Rédigez, s'il vous plaît, la suite du texte consacré à Angela Davis, en reprenant juste après sa dernière phrase.

:: Extrait de page ::
|---|

Qui est Angela Davis demande F. Roggolini ? En 1969 : une femme ; noire ; intellectuelle ; communiste ...et belle. Quarante cinq ans après, universitaire en retraite, elle est toujours tout cela ; elle continue de se battre pour l'égalité entre les noirs et les blancs, entre les hommes et les femmes ; contre le système carcéral américain ; contre la peine de mort ; pour une société plus juste ; et elle reste plus que jamais une icône.
Elle est née en janvier 1944, à Birmingham, aux États-Unis (État d'Alabama). Ses parents, bien que d'origines très modestes, ont tous deux fait des études universitaires. Sa mère est institutrice. Son père va être quelques temps professeur d'histoire avant d'acheter une station service, ce qui permet à la famille de quitter les logements sociaux de Birmingham pour une maison blanche sur la colline. Ils sont les premiers noirs à s'installer là. Ils seront bientôt suivis par d'autres. Les blancs, qui voient là une invasion des noirs, commencent à quitter le quartier, et sont remplacés par des noirs. Et début 1949 - Angela a cinq ans - c'est le premier attentat contre une maison habitée par des noirs. Il y en aura beaucoup d'autres, tant et si bien que le quartier finira par être surnommé « dynamite hill » par Martin Luther King.

|---|

(Enregistrements d'un jeu de données)

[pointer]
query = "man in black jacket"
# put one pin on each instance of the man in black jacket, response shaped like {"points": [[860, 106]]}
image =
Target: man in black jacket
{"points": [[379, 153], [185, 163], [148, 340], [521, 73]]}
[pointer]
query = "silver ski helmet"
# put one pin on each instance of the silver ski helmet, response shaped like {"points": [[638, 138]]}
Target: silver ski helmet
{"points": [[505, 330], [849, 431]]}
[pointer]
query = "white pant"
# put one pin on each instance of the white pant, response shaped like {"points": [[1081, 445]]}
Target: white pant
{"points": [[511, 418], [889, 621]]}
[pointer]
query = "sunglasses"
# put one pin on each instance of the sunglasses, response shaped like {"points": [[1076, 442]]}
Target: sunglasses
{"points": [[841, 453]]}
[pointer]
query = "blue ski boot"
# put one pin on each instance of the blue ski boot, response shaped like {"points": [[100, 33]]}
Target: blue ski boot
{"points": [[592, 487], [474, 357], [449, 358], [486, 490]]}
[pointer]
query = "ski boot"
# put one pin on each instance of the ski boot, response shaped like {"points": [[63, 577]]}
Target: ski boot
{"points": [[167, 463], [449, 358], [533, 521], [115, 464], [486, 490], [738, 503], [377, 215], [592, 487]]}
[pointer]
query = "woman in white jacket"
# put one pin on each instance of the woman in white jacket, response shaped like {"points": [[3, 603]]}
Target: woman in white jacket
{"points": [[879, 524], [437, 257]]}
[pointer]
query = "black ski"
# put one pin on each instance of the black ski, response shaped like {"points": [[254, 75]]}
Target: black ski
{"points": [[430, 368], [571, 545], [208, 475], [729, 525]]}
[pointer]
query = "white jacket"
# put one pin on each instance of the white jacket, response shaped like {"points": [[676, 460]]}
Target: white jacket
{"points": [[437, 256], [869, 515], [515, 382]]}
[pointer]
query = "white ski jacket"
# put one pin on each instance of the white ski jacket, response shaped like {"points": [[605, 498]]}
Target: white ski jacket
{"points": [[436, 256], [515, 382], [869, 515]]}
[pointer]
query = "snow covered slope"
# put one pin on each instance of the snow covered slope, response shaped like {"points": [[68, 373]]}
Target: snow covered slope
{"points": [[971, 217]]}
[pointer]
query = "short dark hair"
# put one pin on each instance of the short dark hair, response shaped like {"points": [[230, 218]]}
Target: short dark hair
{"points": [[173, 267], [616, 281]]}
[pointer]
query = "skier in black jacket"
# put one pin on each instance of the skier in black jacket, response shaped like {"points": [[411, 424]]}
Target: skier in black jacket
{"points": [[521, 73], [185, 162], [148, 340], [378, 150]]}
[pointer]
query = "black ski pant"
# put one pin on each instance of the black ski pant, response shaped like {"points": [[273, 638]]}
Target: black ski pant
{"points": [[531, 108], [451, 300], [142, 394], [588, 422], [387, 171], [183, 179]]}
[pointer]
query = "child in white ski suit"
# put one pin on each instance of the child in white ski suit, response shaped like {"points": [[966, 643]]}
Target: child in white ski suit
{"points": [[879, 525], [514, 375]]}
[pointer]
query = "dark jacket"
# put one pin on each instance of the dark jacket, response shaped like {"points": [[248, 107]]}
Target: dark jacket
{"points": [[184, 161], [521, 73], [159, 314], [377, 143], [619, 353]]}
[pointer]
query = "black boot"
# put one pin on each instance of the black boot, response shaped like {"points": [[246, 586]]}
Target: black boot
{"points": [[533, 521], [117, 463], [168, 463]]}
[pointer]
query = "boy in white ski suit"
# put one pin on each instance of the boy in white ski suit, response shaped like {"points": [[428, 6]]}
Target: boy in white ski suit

|---|

:: Résultat obtenu ::
Ses parents sont des militants de la lutte anti-raciste et contre la violence. Ils sont tous deux membres de la National Association for the Advancement of Colored People (NAACP). Lors des étés qu'elle passe à New York, entre six et dix ans, elle découvre une vie moins ségréguée, et n'en ressent qu'avec plus d'âpreté encore la ségrégation de Birmingham et ses humiliations quotidiennes. Pour autant, elle ne nourrit ni n'exprime le désir d'être blanche. « J'avais décidé, dit-elle, de montrer au monde que j'étais tout aussi compétente, intelligente et capable de réussir que n'importe quel blanc ». C'est son premier engagement.
École primaire et début des études secondaires à Birmingham, où elle milite pour les droits civiques. Elle ne supporte pas l'inaction, les non-dits. Déjà. À quatorze ans, alors qu'elle est acceptée dans un des établissements réservés aux noirs les plus prestigieux du pays, à Nashville, elle décide de partir pour New York, au lycée Elisabeth Irwin, réputé pour son ouverture aux problèmes de société. Dans sa classe d'histoire on parle du socialisme. Elle découvre le Manifeste communiste (« qui la frappe comme un coup de poing »), Marx et le marxisme. Elle milite au sein d'une organisation de jeunesse marxiste-léniniste nommée Advance. Elle apporte son soutien au mouvement des droits civiques. En septembre 1961, elle entre à l'Université, à New York, pour y étudier le français, et fait ainsi, pour la première fois, l'expérience d'un monde blanc. Elle fréquentera ensuite l'Université Brandeis, dans le Massachusetts, et le Hamilton College. Elle voyage beaucoup : Londres, Paris, Lausanne, Helsinki. À Paris, elle rencontre des étudiants algériens qui lui parlent des luttes anticolonialistes, et elle participe à des manifestations devant la Sorbonne.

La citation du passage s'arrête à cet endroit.